[Data entries]
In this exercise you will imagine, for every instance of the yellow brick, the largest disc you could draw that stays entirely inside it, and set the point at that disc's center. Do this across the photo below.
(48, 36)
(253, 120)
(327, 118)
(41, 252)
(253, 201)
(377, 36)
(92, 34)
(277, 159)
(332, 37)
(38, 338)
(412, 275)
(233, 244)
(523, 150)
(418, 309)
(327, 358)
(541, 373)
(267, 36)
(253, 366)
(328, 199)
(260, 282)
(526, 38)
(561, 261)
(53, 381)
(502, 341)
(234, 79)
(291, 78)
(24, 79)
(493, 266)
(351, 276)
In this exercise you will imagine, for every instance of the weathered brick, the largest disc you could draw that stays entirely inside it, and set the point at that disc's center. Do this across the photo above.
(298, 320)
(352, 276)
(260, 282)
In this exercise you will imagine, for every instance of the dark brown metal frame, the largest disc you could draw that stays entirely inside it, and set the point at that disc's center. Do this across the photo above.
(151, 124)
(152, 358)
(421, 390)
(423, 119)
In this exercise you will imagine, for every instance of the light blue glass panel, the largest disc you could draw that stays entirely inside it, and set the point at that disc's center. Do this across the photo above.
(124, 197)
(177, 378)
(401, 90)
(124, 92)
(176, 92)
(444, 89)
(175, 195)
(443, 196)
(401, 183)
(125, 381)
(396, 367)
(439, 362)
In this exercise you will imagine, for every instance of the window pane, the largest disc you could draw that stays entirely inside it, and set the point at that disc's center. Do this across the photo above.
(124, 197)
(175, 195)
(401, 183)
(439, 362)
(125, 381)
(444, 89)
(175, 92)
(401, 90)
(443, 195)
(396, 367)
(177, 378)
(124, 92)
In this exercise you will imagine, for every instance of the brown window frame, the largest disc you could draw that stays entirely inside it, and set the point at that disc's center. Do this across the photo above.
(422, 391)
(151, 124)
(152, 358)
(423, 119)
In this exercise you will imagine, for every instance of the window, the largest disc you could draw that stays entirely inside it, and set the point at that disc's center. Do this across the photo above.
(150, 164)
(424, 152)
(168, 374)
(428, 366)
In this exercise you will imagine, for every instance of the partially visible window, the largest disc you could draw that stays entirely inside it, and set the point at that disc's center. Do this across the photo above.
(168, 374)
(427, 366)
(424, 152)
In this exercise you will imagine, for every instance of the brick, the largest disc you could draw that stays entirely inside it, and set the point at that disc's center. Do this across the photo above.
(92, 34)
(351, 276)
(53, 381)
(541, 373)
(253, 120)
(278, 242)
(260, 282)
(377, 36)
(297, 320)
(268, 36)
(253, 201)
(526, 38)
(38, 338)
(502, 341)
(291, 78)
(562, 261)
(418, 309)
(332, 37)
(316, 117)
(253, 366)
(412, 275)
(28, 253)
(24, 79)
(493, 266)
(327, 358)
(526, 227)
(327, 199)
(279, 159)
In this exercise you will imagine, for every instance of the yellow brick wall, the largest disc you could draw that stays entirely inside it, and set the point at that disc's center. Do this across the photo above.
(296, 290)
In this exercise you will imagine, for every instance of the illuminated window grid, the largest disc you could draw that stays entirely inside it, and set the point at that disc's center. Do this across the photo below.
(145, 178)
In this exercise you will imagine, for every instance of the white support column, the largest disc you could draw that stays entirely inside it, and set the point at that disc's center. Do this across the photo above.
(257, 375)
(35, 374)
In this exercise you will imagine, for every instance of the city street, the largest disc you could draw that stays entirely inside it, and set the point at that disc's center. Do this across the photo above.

_WORK REQUEST_: Copy from the line with "the brick, the" to the final line of the records, inclusive, and add nothing else.

_RESPONSE TO THE TASK_:
In this exercise you will imagine, for every instance of the brick, the largest disc you could draw that stays entirely inside it, and set the point at that disc's center. Do this across the photo above.
(92, 34)
(351, 276)
(53, 381)
(541, 373)
(253, 120)
(278, 242)
(260, 282)
(377, 36)
(297, 320)
(268, 36)
(253, 201)
(526, 38)
(38, 338)
(502, 341)
(291, 78)
(562, 261)
(418, 309)
(332, 37)
(316, 117)
(253, 366)
(412, 275)
(28, 253)
(24, 79)
(493, 266)
(327, 358)
(526, 227)
(327, 199)
(279, 159)
In this exercise you will imagine, for every instance of the yellow brick wall, the largest disc you could draw that stays entirely inside it, and set the point at that disc's center. Do this across the photo above.
(296, 290)
In this exercise you will imagine, for every instance of the illuminated window grid, the largest disc you could draw that stays entirely inside it, and set the point at that disc's center. Do this across the photo below.
(145, 178)
In this exercise you will imagine, for every instance of the white support column, the largest disc you could draw that stays entirely inside it, and set the point at that disc's center. Do this across the photo above.
(257, 375)
(35, 374)
In this exercise you will imagine, for every instance of the city street, the largest disc you could draw that stays entirely inside it, and set the point at that disc's center. Do this across the photo above.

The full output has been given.